■ SHORT EXERCISE A ■
Copy out the records that follow the text, reproducing every line word for word but leaving out the pictures.

■ EXCERPTED TEXT ■
═══
On Tuesday I got an email from Unity announcing license changes and that they were instituting a fee per game install after some threshold starting in about two months. This created a sh*tstorm in the game dev sphere, to put it mildly.
Unity (the company) is spending more than it makes, by around $200 million per quarter. So it is totally reasonable for them to try to increase revenue. While their customers were never going to be happy about a price hike, this decision was so badly conceived and communicated, that it raises some real concerns about the future of the engine.
Starcom: Nexus and Starcom: Unknown Space were and are made with Unity. It’s a great engine and I owe a lot of how much I was able to accomplish as a solo dev to it. And it’s unlikely that the new pricing regime, as currently defined, will impact me significantly.
═══
■ SHORT EXERCISE B ■
According to the post about Unity's license changes, by roughly how much does Unity's spending exceed its earnings each quarter?

(Records for bounding box labeling)
═══
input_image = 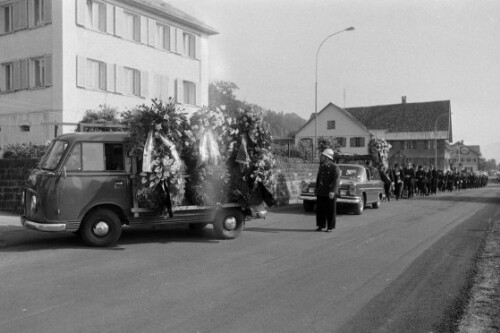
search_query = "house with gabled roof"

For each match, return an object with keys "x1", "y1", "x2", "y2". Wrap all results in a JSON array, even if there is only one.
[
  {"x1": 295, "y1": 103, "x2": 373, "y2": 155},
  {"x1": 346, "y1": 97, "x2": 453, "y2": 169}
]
═══
■ SOLUTION A ■
input_image = 
search_query = "house with gabled roof"

For each match, return an object with keys "x1", "y1", "x2", "y2". Wrap all results in a JSON array, even if there is only one.
[
  {"x1": 295, "y1": 103, "x2": 373, "y2": 155},
  {"x1": 346, "y1": 97, "x2": 453, "y2": 169}
]

■ SOLUTION B ■
Around $200 million per quarter.